Repeat the records word for word, from the start through the line containing "220 126 L 245", including both ends. Omit the pictures from your reply.

(begin)

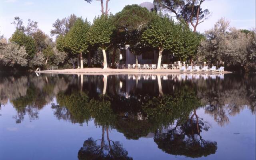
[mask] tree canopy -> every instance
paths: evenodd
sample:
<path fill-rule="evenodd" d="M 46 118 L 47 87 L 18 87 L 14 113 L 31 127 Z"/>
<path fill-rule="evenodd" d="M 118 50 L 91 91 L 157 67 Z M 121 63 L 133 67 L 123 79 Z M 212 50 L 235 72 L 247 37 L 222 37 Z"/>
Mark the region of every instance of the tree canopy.
<path fill-rule="evenodd" d="M 32 36 L 26 35 L 22 31 L 16 30 L 9 40 L 20 46 L 25 47 L 29 59 L 32 59 L 36 54 L 36 48 L 34 39 Z"/>
<path fill-rule="evenodd" d="M 178 41 L 175 37 L 177 32 L 173 20 L 167 15 L 160 13 L 154 14 L 152 20 L 142 34 L 143 40 L 159 50 L 158 69 L 160 69 L 163 50 L 178 45 Z"/>

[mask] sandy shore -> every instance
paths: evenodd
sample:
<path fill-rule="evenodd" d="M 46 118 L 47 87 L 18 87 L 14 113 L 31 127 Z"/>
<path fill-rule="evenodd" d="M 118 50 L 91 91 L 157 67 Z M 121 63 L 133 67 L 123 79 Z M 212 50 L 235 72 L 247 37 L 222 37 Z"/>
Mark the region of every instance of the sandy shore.
<path fill-rule="evenodd" d="M 205 72 L 205 71 L 180 71 L 179 70 L 161 69 L 161 70 L 142 70 L 137 69 L 113 69 L 108 68 L 103 69 L 101 68 L 86 68 L 83 69 L 66 69 L 65 70 L 41 70 L 35 71 L 36 73 L 63 73 L 63 74 L 78 74 L 78 73 L 109 73 L 115 74 L 128 74 L 132 73 L 137 74 L 158 74 L 158 73 L 219 73 L 219 72 Z M 224 71 L 220 73 L 230 73 L 232 72 Z"/>

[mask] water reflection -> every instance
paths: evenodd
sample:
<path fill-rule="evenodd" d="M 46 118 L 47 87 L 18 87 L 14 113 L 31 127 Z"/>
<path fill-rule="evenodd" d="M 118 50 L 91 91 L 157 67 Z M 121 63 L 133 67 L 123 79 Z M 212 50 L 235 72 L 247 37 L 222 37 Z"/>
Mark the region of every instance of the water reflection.
<path fill-rule="evenodd" d="M 220 126 L 245 108 L 255 114 L 255 75 L 233 74 L 1 75 L 0 103 L 8 100 L 16 123 L 28 115 L 40 118 L 51 104 L 58 120 L 82 126 L 93 121 L 101 138 L 89 138 L 78 151 L 84 159 L 132 159 L 122 142 L 112 140 L 116 130 L 127 139 L 153 135 L 163 152 L 198 158 L 214 154 L 217 142 L 205 139 L 210 124 L 201 108 Z M 54 98 L 56 103 L 52 103 Z M 106 141 L 105 136 L 106 134 Z"/>

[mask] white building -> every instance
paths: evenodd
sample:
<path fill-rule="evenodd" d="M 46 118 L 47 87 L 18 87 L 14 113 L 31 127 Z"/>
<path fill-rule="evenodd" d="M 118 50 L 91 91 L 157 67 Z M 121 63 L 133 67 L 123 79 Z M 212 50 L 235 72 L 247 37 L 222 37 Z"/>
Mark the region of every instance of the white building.
<path fill-rule="evenodd" d="M 149 11 L 152 11 L 154 5 L 151 2 L 146 2 L 139 5 L 142 7 L 146 8 Z M 135 64 L 136 63 L 136 56 L 131 53 L 128 47 L 126 46 L 125 51 L 122 52 L 123 57 L 125 57 L 125 64 Z M 124 55 L 125 54 L 125 55 Z M 158 58 L 158 54 L 154 50 L 143 53 L 138 56 L 138 63 L 139 64 L 156 64 Z"/>

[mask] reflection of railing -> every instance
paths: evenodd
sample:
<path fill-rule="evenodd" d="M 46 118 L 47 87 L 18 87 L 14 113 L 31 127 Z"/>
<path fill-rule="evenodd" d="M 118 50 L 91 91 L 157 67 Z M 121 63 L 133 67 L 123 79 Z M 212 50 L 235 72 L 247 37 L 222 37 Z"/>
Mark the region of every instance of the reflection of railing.
<path fill-rule="evenodd" d="M 47 70 L 58 70 L 58 66 L 51 66 Z"/>
<path fill-rule="evenodd" d="M 161 74 L 156 75 L 154 74 L 129 74 L 128 75 L 128 80 L 155 80 L 158 79 L 158 78 L 160 78 L 163 80 L 172 80 L 180 81 L 181 80 L 196 80 L 199 79 L 206 80 L 207 78 L 210 78 L 215 80 L 218 78 L 220 80 L 224 79 L 224 74 L 221 73 L 215 74 Z"/>

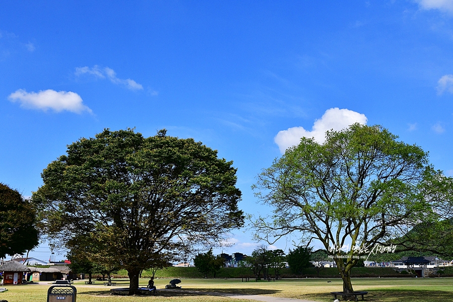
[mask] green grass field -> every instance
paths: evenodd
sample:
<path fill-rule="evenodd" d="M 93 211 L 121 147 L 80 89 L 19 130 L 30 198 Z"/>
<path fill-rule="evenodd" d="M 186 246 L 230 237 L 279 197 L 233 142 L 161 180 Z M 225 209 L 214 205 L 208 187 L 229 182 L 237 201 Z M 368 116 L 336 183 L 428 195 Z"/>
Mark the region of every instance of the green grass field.
<path fill-rule="evenodd" d="M 140 280 L 144 286 L 147 279 Z M 183 279 L 182 288 L 178 292 L 160 291 L 157 296 L 112 296 L 107 287 L 99 284 L 86 285 L 83 281 L 76 281 L 77 302 L 129 301 L 185 301 L 188 302 L 245 302 L 232 298 L 199 295 L 187 292 L 189 290 L 206 292 L 259 294 L 278 297 L 307 299 L 332 302 L 331 291 L 341 291 L 342 283 L 338 279 L 288 279 L 275 282 L 241 282 L 241 279 Z M 158 289 L 168 284 L 168 279 L 158 279 Z M 331 281 L 328 282 L 328 281 Z M 127 287 L 126 279 L 115 280 L 117 287 Z M 0 293 L 0 299 L 9 302 L 45 301 L 47 289 L 50 284 L 8 286 L 8 291 Z M 382 302 L 425 302 L 453 301 L 453 278 L 354 278 L 355 290 L 366 290 L 369 293 L 365 300 Z"/>

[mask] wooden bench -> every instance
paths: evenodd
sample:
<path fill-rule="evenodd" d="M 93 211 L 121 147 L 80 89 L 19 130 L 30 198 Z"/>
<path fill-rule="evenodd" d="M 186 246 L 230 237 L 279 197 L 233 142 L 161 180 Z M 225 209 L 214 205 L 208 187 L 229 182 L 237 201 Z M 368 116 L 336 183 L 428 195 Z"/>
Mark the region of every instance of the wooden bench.
<path fill-rule="evenodd" d="M 152 292 L 154 292 L 154 294 L 157 293 L 157 290 L 156 289 L 156 286 L 153 287 L 153 288 L 146 288 L 146 287 L 138 287 L 136 290 L 136 292 L 138 292 L 142 294 L 151 294 Z"/>
<path fill-rule="evenodd" d="M 105 282 L 104 285 L 106 286 L 114 286 L 116 285 L 116 282 Z"/>
<path fill-rule="evenodd" d="M 332 291 L 330 293 L 335 296 L 335 299 L 337 298 L 337 295 L 354 295 L 355 296 L 355 300 L 357 301 L 357 296 L 362 296 L 362 300 L 363 300 L 363 295 L 368 293 L 367 291 L 354 291 L 354 292 L 343 292 L 342 291 Z"/>

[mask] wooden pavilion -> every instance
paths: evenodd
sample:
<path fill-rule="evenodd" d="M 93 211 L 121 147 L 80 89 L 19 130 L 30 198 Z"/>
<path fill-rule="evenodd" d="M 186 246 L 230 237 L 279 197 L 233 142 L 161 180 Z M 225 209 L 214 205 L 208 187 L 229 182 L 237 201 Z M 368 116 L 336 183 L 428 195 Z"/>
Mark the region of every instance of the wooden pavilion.
<path fill-rule="evenodd" d="M 24 273 L 30 271 L 29 268 L 17 261 L 10 261 L 0 266 L 0 272 L 3 273 L 4 285 L 22 284 Z"/>

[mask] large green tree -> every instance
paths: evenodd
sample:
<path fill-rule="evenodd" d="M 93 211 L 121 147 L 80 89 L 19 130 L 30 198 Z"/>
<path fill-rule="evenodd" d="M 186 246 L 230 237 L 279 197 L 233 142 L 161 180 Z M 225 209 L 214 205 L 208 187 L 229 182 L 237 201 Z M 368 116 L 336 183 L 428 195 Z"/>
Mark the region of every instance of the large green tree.
<path fill-rule="evenodd" d="M 0 258 L 23 254 L 38 245 L 36 216 L 28 200 L 0 183 Z"/>
<path fill-rule="evenodd" d="M 232 164 L 165 130 L 145 138 L 105 129 L 69 145 L 33 197 L 49 238 L 90 252 L 96 239 L 94 248 L 127 270 L 132 294 L 140 270 L 162 255 L 220 242 L 243 225 Z"/>
<path fill-rule="evenodd" d="M 319 240 L 351 292 L 357 256 L 438 218 L 433 209 L 449 199 L 447 180 L 420 147 L 379 126 L 328 131 L 323 143 L 303 138 L 258 177 L 257 196 L 274 209 L 273 221 L 257 219 L 258 235 Z"/>

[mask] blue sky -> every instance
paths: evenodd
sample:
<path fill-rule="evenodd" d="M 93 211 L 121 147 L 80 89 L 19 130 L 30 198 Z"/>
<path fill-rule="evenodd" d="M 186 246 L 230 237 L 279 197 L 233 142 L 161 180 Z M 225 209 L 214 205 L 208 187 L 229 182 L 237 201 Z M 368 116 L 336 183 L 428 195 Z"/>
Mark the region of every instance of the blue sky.
<path fill-rule="evenodd" d="M 0 182 L 30 196 L 79 138 L 166 128 L 234 161 L 241 208 L 266 213 L 250 189 L 261 169 L 353 121 L 452 175 L 452 50 L 448 0 L 2 1 Z M 232 242 L 255 244 L 245 230 Z"/>

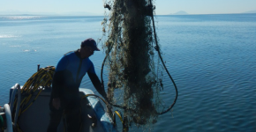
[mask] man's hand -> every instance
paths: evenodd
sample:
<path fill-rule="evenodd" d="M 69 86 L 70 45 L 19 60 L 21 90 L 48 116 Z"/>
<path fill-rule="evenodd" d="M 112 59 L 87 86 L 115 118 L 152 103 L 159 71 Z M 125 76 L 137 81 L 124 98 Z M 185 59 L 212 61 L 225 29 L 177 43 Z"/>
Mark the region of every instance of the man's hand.
<path fill-rule="evenodd" d="M 60 107 L 60 99 L 59 98 L 55 98 L 52 99 L 52 106 L 56 108 L 56 109 L 59 109 Z"/>

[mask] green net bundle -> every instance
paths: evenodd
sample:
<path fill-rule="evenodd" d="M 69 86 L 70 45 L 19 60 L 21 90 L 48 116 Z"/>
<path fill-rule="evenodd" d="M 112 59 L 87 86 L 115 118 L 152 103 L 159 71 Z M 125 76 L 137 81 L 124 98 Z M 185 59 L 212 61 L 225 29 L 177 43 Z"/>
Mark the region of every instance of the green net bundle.
<path fill-rule="evenodd" d="M 110 10 L 102 22 L 108 35 L 103 45 L 108 98 L 128 108 L 123 110 L 126 125 L 152 124 L 157 119 L 158 94 L 162 89 L 148 16 L 153 15 L 153 6 L 146 0 L 110 0 L 105 1 L 105 7 Z"/>

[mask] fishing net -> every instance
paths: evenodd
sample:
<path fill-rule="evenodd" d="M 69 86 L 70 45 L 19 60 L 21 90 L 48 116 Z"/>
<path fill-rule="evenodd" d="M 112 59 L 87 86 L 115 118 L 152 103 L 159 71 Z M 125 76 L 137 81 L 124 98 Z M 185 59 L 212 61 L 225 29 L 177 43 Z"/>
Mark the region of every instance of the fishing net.
<path fill-rule="evenodd" d="M 163 68 L 154 55 L 160 51 L 151 21 L 154 6 L 146 0 L 105 0 L 104 6 L 108 98 L 121 104 L 126 126 L 154 123 L 162 104 Z"/>

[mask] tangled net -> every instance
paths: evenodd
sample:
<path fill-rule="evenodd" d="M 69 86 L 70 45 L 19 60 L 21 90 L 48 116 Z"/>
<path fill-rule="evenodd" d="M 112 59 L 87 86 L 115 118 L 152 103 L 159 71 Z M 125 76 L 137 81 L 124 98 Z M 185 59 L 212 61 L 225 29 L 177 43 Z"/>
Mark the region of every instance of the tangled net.
<path fill-rule="evenodd" d="M 154 123 L 162 104 L 163 68 L 154 56 L 160 49 L 154 47 L 151 26 L 154 6 L 151 0 L 106 0 L 104 4 L 110 11 L 109 15 L 105 11 L 102 21 L 103 35 L 108 35 L 103 44 L 108 98 L 113 104 L 122 104 L 118 107 L 124 110 L 125 126 Z"/>

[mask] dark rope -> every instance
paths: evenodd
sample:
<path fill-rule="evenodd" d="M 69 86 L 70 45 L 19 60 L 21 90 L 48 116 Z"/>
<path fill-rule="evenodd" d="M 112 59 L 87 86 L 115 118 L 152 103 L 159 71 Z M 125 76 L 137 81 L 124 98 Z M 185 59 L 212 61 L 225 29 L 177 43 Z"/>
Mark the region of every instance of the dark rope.
<path fill-rule="evenodd" d="M 152 0 L 149 0 L 149 4 L 152 5 Z M 169 78 L 170 78 L 170 80 L 171 80 L 171 82 L 172 82 L 172 84 L 173 84 L 173 85 L 174 85 L 174 87 L 175 87 L 175 91 L 176 91 L 176 97 L 175 97 L 174 102 L 171 104 L 171 106 L 170 106 L 167 110 L 165 110 L 165 111 L 163 111 L 163 112 L 161 112 L 161 113 L 157 113 L 158 114 L 163 114 L 169 112 L 169 111 L 173 107 L 173 106 L 175 105 L 175 103 L 176 103 L 176 101 L 177 101 L 177 95 L 178 95 L 178 93 L 177 93 L 177 85 L 176 85 L 176 84 L 175 84 L 173 78 L 171 77 L 170 74 L 169 73 L 169 71 L 168 71 L 168 70 L 167 70 L 167 68 L 166 68 L 166 66 L 165 66 L 165 64 L 164 64 L 164 62 L 163 62 L 163 61 L 162 61 L 162 58 L 161 53 L 160 53 L 160 48 L 159 48 L 159 45 L 158 45 L 158 42 L 157 42 L 156 33 L 155 33 L 155 26 L 154 26 L 154 15 L 151 16 L 151 18 L 152 18 L 153 29 L 154 29 L 154 40 L 155 40 L 155 45 L 156 45 L 156 46 L 155 46 L 155 49 L 156 49 L 156 51 L 157 51 L 157 53 L 158 53 L 158 55 L 159 55 L 159 57 L 160 57 L 160 59 L 161 59 L 161 62 L 162 62 L 162 65 L 163 65 L 163 67 L 164 67 L 164 69 L 165 69 L 167 74 L 169 75 Z"/>
<path fill-rule="evenodd" d="M 152 5 L 152 0 L 149 0 L 149 4 L 150 4 L 150 5 Z M 153 11 L 153 10 L 152 10 L 152 11 Z M 176 84 L 175 84 L 173 78 L 171 77 L 171 76 L 170 76 L 169 70 L 167 70 L 167 68 L 166 68 L 166 66 L 165 66 L 165 64 L 164 64 L 164 62 L 163 62 L 162 57 L 162 55 L 161 55 L 161 53 L 160 53 L 160 48 L 159 48 L 159 45 L 158 45 L 158 42 L 157 42 L 157 37 L 156 37 L 156 33 L 155 33 L 155 26 L 154 26 L 154 15 L 153 15 L 153 13 L 152 13 L 152 15 L 151 15 L 151 18 L 152 18 L 152 22 L 153 22 L 154 36 L 155 45 L 156 45 L 156 46 L 154 47 L 154 48 L 156 49 L 156 51 L 157 51 L 157 53 L 158 53 L 158 55 L 159 55 L 159 57 L 160 57 L 160 59 L 161 59 L 161 62 L 162 62 L 162 65 L 163 65 L 163 67 L 164 67 L 164 69 L 165 69 L 167 74 L 169 75 L 169 78 L 170 78 L 170 80 L 171 80 L 171 82 L 172 82 L 172 84 L 173 84 L 173 85 L 174 85 L 174 87 L 175 87 L 175 90 L 176 90 L 176 98 L 175 98 L 175 99 L 174 99 L 174 102 L 171 104 L 171 106 L 170 106 L 168 109 L 166 109 L 165 111 L 162 111 L 162 112 L 161 112 L 161 113 L 157 113 L 157 114 L 163 114 L 169 112 L 169 110 L 174 106 L 174 105 L 176 104 L 176 101 L 177 101 L 177 99 L 178 92 L 177 92 L 177 85 L 176 85 Z M 108 40 L 107 40 L 107 41 L 108 41 Z M 104 65 L 105 65 L 105 62 L 106 62 L 106 60 L 107 60 L 107 57 L 109 56 L 109 55 L 111 49 L 112 49 L 112 47 L 111 47 L 110 49 L 109 50 L 109 53 L 108 53 L 108 55 L 105 56 L 105 58 L 104 58 L 104 60 L 103 60 L 103 62 L 102 62 L 102 65 L 101 79 L 102 79 L 102 85 L 103 87 L 104 87 L 104 81 L 103 81 L 103 77 L 102 77 L 102 75 L 103 75 L 103 69 L 104 69 Z M 109 105 L 111 105 L 111 106 L 113 106 L 119 107 L 119 108 L 123 108 L 123 109 L 125 109 L 125 110 L 132 110 L 132 111 L 133 111 L 133 112 L 135 111 L 134 109 L 127 108 L 126 106 L 119 106 L 119 105 L 117 105 L 117 104 L 112 104 L 110 101 L 109 101 L 108 99 L 107 99 L 107 101 L 108 101 L 108 103 L 109 103 Z"/>

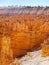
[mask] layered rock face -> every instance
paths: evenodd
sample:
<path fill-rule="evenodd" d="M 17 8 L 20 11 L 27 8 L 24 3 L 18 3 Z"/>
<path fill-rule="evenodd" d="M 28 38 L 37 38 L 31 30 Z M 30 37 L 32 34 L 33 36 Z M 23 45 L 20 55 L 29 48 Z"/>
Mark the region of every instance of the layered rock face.
<path fill-rule="evenodd" d="M 49 15 L 0 16 L 0 51 L 18 57 L 49 37 Z"/>
<path fill-rule="evenodd" d="M 49 7 L 0 7 L 0 14 L 49 14 Z"/>

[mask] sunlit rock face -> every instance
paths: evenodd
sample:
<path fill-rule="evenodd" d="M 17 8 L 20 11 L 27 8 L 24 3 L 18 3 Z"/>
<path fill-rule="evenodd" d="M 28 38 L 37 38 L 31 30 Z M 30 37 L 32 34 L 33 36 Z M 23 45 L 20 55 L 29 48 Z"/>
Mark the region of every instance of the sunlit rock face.
<path fill-rule="evenodd" d="M 25 55 L 33 48 L 36 50 L 49 37 L 48 18 L 47 15 L 1 15 L 0 50 L 13 57 Z"/>
<path fill-rule="evenodd" d="M 0 14 L 49 14 L 49 7 L 0 7 Z"/>

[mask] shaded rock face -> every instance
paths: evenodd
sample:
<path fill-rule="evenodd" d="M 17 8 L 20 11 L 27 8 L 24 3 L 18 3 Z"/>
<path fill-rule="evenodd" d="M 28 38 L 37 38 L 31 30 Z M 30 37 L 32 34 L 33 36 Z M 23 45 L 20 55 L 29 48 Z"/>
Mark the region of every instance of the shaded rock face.
<path fill-rule="evenodd" d="M 0 14 L 49 14 L 49 7 L 3 7 Z"/>

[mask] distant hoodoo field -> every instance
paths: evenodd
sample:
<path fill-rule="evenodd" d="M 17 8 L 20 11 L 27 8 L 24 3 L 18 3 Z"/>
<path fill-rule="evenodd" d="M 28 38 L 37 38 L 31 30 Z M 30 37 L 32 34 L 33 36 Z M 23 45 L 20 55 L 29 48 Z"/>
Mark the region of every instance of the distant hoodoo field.
<path fill-rule="evenodd" d="M 16 14 L 17 10 L 18 14 Z M 26 14 L 24 11 L 29 11 L 29 13 Z M 5 57 L 15 58 L 41 47 L 43 50 L 42 56 L 49 55 L 49 53 L 45 55 L 44 52 L 46 49 L 44 44 L 49 39 L 48 13 L 49 8 L 44 7 L 0 8 L 1 57 L 3 59 Z"/>

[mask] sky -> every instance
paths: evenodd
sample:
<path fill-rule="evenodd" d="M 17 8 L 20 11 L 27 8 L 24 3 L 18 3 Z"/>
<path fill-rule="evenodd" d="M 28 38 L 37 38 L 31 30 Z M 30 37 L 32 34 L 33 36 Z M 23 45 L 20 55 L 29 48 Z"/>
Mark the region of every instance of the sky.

(end)

Reply:
[mask] tree canopy -> every instance
paths: evenodd
sample:
<path fill-rule="evenodd" d="M 46 118 L 47 87 L 18 87 L 14 113 L 31 127 Z"/>
<path fill-rule="evenodd" d="M 118 50 L 91 91 L 157 67 Z M 121 63 L 133 67 L 123 79 Z M 212 50 L 235 72 L 247 37 L 222 37 Z"/>
Mark the region of every instance of the tree canopy.
<path fill-rule="evenodd" d="M 32 36 L 26 35 L 22 31 L 16 30 L 9 40 L 20 46 L 25 47 L 29 59 L 32 59 L 36 54 L 36 48 L 34 39 Z"/>
<path fill-rule="evenodd" d="M 178 41 L 175 37 L 177 32 L 173 20 L 167 15 L 160 13 L 154 14 L 152 20 L 142 34 L 143 40 L 159 50 L 158 69 L 160 69 L 163 50 L 178 45 Z"/>

[mask] sandy shore -> every instance
paths: evenodd
sample:
<path fill-rule="evenodd" d="M 46 118 L 47 87 L 18 87 L 14 113 L 31 127 Z"/>
<path fill-rule="evenodd" d="M 118 50 L 91 91 L 157 67 Z M 121 63 L 133 67 L 123 79 Z M 212 50 L 235 72 L 247 37 L 222 37 Z"/>
Mark the region of every instance of the sandy shore.
<path fill-rule="evenodd" d="M 205 72 L 205 71 L 180 71 L 179 70 L 161 69 L 161 70 L 142 70 L 137 69 L 113 69 L 108 68 L 103 69 L 101 68 L 86 68 L 83 69 L 66 69 L 65 70 L 41 70 L 35 71 L 36 73 L 63 73 L 63 74 L 78 74 L 78 73 L 109 73 L 115 74 L 128 74 L 132 73 L 137 74 L 158 74 L 158 73 L 219 73 L 219 72 Z M 224 71 L 220 73 L 230 73 L 232 72 Z"/>

[mask] water reflection -> every instance
paths: evenodd
sample:
<path fill-rule="evenodd" d="M 46 118 L 47 87 L 18 87 L 14 113 L 31 127 Z"/>
<path fill-rule="evenodd" d="M 118 50 L 91 91 L 157 67 Z M 121 63 L 133 67 L 123 79 Z M 212 50 L 235 72 L 247 37 L 222 37 Z"/>
Mark the region of every instance of the water reflection.
<path fill-rule="evenodd" d="M 220 126 L 245 108 L 255 114 L 255 75 L 233 74 L 1 75 L 0 103 L 8 100 L 16 123 L 28 115 L 40 118 L 51 104 L 58 120 L 82 126 L 93 121 L 101 138 L 89 138 L 78 151 L 84 159 L 132 159 L 122 142 L 112 140 L 116 130 L 127 139 L 153 135 L 163 152 L 198 158 L 214 154 L 217 142 L 205 139 L 210 124 L 201 108 Z M 54 98 L 56 103 L 52 103 Z M 106 141 L 105 136 L 106 134 Z"/>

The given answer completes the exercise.